Edit the items below by swapping "white column" for "pale pillar", then write out their lines again with everything else left as it is. Leave the pictures out.

Exercise inputs
# # # # # # #

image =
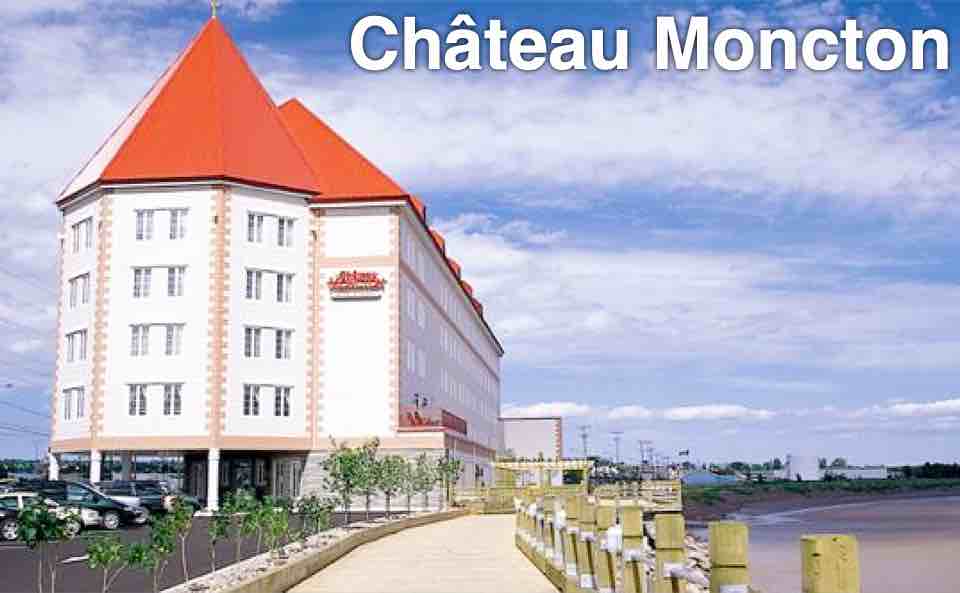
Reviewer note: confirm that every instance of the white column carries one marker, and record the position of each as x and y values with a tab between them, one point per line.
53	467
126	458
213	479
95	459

# # # # # # #

Output of the task
image =
Reviewer note: confirm that every instance of the pale pillar carries one marker, and record the position of each as x and y values with a tab between them, one point per line.
53	467
126	458
213	479
95	459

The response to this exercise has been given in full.